Photo object pointing records
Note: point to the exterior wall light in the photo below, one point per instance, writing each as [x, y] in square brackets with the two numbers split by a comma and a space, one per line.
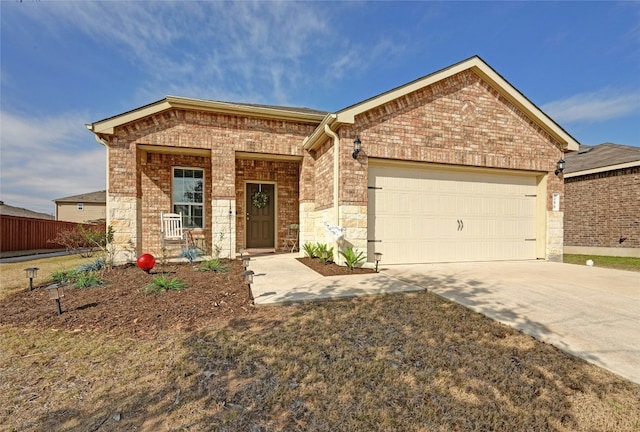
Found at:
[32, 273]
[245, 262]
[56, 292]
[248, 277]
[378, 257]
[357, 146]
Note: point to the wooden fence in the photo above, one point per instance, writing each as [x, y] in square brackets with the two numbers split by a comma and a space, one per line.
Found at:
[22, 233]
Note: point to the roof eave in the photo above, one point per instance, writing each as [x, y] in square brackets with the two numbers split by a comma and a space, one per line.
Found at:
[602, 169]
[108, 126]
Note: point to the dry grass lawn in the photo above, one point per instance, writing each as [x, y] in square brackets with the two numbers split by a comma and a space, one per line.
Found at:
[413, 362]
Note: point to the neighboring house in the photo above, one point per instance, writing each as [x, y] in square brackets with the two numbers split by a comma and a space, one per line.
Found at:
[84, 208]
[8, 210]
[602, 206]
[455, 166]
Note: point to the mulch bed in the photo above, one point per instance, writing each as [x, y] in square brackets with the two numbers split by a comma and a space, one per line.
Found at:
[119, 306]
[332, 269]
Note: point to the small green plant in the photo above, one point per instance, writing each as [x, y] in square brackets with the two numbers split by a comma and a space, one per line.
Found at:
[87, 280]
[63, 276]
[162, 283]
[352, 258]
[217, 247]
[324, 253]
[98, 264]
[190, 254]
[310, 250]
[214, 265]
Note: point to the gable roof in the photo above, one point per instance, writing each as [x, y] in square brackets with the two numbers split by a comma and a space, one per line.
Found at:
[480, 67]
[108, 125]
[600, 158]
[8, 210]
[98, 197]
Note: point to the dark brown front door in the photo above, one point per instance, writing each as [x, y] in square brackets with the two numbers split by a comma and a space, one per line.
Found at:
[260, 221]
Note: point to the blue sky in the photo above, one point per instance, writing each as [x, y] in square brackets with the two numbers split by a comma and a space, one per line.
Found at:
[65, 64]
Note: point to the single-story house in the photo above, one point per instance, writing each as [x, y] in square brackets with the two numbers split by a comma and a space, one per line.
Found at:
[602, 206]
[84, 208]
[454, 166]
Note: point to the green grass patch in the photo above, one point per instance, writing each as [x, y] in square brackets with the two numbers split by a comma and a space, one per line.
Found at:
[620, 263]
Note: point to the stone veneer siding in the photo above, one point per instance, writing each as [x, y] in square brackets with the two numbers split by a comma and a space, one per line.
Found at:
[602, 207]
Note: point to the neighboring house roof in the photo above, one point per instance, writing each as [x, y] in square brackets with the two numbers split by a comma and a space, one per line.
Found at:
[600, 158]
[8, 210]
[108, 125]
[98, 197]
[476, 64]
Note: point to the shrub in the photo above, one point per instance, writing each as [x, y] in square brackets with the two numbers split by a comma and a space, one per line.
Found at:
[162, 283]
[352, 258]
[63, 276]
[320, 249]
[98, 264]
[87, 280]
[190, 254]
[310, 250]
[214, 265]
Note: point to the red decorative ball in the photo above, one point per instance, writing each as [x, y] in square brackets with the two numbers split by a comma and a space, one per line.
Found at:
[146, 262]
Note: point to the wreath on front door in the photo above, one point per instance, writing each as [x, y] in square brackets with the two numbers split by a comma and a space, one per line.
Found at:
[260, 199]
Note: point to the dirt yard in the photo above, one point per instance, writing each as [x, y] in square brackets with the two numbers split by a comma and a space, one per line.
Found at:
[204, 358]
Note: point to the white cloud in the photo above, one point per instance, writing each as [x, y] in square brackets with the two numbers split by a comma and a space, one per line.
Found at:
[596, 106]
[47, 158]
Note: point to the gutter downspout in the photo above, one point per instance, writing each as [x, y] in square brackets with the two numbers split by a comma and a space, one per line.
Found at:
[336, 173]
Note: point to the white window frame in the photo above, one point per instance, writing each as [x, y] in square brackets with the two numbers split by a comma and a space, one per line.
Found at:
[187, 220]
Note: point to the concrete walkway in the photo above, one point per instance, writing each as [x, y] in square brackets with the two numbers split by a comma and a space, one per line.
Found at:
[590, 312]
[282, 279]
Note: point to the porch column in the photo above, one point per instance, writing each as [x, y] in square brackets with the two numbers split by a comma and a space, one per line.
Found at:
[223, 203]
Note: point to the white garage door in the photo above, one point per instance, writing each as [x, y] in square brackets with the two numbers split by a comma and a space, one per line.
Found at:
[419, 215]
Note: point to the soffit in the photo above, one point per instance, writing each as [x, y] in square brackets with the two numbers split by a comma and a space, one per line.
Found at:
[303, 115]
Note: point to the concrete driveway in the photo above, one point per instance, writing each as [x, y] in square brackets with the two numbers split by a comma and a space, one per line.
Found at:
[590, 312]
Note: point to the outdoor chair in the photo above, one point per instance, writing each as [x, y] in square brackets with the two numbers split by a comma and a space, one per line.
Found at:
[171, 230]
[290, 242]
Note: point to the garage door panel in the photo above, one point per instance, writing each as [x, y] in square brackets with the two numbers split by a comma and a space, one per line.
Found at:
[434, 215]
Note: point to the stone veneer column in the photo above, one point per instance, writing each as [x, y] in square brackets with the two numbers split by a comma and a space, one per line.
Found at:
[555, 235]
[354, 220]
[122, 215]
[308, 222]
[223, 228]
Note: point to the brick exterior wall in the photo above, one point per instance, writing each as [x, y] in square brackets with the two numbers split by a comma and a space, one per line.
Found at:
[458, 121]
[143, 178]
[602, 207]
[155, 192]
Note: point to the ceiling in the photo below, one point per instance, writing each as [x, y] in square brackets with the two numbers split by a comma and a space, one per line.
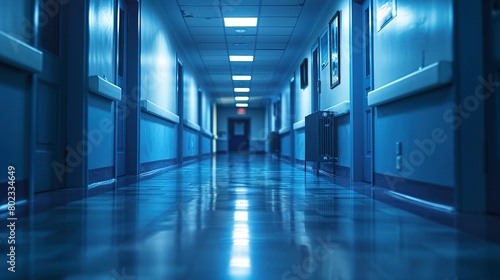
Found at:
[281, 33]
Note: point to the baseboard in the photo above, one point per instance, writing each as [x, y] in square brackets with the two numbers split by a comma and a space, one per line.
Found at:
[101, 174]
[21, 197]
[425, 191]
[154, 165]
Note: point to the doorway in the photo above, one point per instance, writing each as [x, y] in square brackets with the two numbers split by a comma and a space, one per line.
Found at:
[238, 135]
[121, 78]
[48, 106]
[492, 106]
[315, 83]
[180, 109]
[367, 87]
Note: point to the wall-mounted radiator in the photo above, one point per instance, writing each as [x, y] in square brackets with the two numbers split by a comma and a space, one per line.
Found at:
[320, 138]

**Problem details:** Write every entry out again exactly, dropping the pictures.

**Output for this task:**
Note: point to the exterior wall light in the photo below, one point per instance, writing each as [x, y] in square brackets with the two numbers split by a comma and a space, one per line.
Found at:
[32, 273]
[245, 262]
[56, 292]
[248, 277]
[378, 257]
[357, 146]
Note: point to the wooden fence in the photo above, one point per instance, writing each as [x, y] in square brackets with the two numbers split by a comma and a space, one per line.
Found at:
[22, 233]
Note: point to the roof eave in the photo above, one point per instance, writing each as [x, y] in square brackets with the two numbers split by a comma and a space, one per line.
Found at:
[602, 169]
[108, 126]
Note: point to the dry grass lawn in the photo above, one point per instance, writing each as [x, y] in square brackets with the two numbers split by a comma and a space, one per line.
Found at:
[413, 362]
Note: point to the neighboring house in the photo above, one point per instance, writing each as [x, y] in square brackets with the two numbers split by a comma and a space, one per line.
Found at:
[84, 208]
[8, 210]
[602, 206]
[455, 166]
Note: point to the mulch bed in the photo above, one point per instance, writing each as [x, y] in square brackets with the two numbers split by a comma and a space, one per line.
Found at:
[119, 306]
[332, 269]
Note: point to the small green plant in the photo above, one point per instance, writing each as [x, y] in square brackets with the two numbers split by a comma and a space, one per line.
Found at:
[87, 280]
[63, 276]
[162, 283]
[352, 258]
[217, 247]
[324, 253]
[98, 264]
[190, 254]
[310, 250]
[214, 265]
Note: point to the gable roof in the photo above, one point per instance, writing each as [x, y] in square brackets with the two numbers split by a comma and a space, one per line.
Found at:
[480, 67]
[108, 125]
[600, 158]
[8, 210]
[98, 197]
Note: point to the dark brown front door in the photo above, one point per instance, writing each as [x, y] in square brackets with the two numbers split by a comma and a space, one per line.
Found at:
[260, 221]
Note: point to the blue sky in the photo above, one point per instance, writing each as [x, y] in square brackets with the two numbers split by a comma and a space, one per line.
Found at:
[65, 64]
Note: point to the single-story house in the photo above, one point per instance, writing each as [x, y] in square brackets with the two numbers split by a comma and a space, one per line.
Found at:
[602, 206]
[84, 208]
[454, 166]
Note: point to the green grass patch in the photo above, one point per instance, writing each as [x, y] in square brackets with the two numbers split by a comma and a space, one per line.
Found at:
[620, 263]
Note: point to the stone veneer siding in the photo above, one point per instance, writing each as [x, y] in square brackets with the two numbers split by a comma and a space, one per line.
Found at:
[602, 207]
Note: point to the neighboring house roof in the photo above, one point per instance, writing each as [x, y] in square brackets with the two numbers split by a comma and a space, one per line.
Found at:
[600, 158]
[8, 210]
[108, 125]
[98, 197]
[476, 64]
Note: point to the shrub in the photo above, one point per instance, writing each as [x, y] in square brackets with the two numbers split by a comma and a space, one per line.
Found at:
[162, 283]
[352, 258]
[63, 276]
[320, 249]
[98, 264]
[87, 280]
[190, 254]
[310, 250]
[214, 265]
Note: point to the red decorative ball in the photo above, one point per instance, writing each as [x, y] in square brackets with the two numbers split by a comma and a space, one per line.
Found at:
[146, 262]
Note: point to the wreath on front door in the photo above, one point per instance, writing each as [x, y] in square brackets with the two numbers split by a comma and a space, one per line.
Found at:
[260, 199]
Note: point to the dirt yard in the photo above, one point per instance, writing each as [x, y] in square brackets with the two numbers split by a comma and a space, one per line.
Found at:
[204, 358]
Note: point to the white cloud in the photo above, one point per instance, writing each as [x, y] in square brackets with the two numbers split by a comma and a space, one per line.
Found at:
[596, 106]
[47, 158]
Note: point to the gutter downspout in the photo above, one point per instance, writing each as [x, y] in square brackets with the two numbers split by a comma and a space, one per line.
Found at:
[336, 173]
Note: point to the white window frame in the photo above, one point per instance, writing each as [x, y] in square brackets with the two numbers split by a comma and a space, one per line.
Found at:
[187, 220]
Note: point to the concrete walkway in the photo above, one point per instance, writing each as [x, y] in square brackets with the two numbers split by a comma and a space, one per line.
Found at:
[590, 312]
[282, 279]
Note: point to the porch column in the photo above, one point per instance, writing each as [x, y] in square brackets with the two numbers split by a comma and a space, one per line.
Found at:
[223, 203]
Note: point to the white garage door in the photo above, one point per instance, writing each as [x, y] in square brackets with the two numbers split by a comma and a space, one per line.
Found at:
[419, 215]
Note: point to the soffit in the photo above, one point per instance, writing each as [x, y] in square brackets with the two numbers split by a comma and a space, one per line.
Found at:
[303, 115]
Note: point to the concrete driveway in the photo above, one point per instance, writing each as [x, y] in square brackets with the two numbers split by a comma and a space, one per line.
Found at:
[590, 312]
Note: point to the outdoor chair in the photo above, one point per instance, writing each as [x, y] in square brackets with the two numbers split by a comma and a space, one per line.
Found at:
[171, 230]
[290, 242]
Note: point to the garage door panel in the photo above, one point per instance, writing each as [x, y] in square brackets with the two numbers split by a comma and a space, one per line.
Found at:
[434, 215]
Note: point to the stone veneer column in the photo above, one point per instance, writing each as [x, y] in square brackets with the two numbers split by a comma and a space, one per line.
Found at:
[555, 235]
[354, 220]
[122, 215]
[308, 222]
[223, 228]
Note: point to the brick exterior wall in the photo above, one point per instance, writing each as [x, y] in square brackets with the two numbers split by a comma and a space, one per line.
Found at:
[458, 121]
[143, 178]
[602, 207]
[155, 192]
Note: point to the ceiling in the photo below, one point per instance, writing each as [x, y] in square brackets with the two numbers split by a comma and a space, one per line.
Found at:
[281, 33]
Note: point to the baseboard in the photo above, one point per instance, writing each as [x, y] in square brackets with the two numbers split by a comma and a space, one per line.
Found at:
[101, 174]
[21, 197]
[425, 191]
[154, 165]
Note: point to the doorway in the photo above, one point per instance, writing each as [x, y] in square brackets with the two numbers split by a comma and a space, one per line.
Found at:
[238, 135]
[121, 78]
[48, 106]
[492, 106]
[315, 83]
[180, 109]
[367, 87]
Note: point to the wall-mounted radiator in the photo above, one point per instance, writing each as [x, y] in square brackets with the two numbers split by a comma and a space, one per line.
Found at:
[320, 138]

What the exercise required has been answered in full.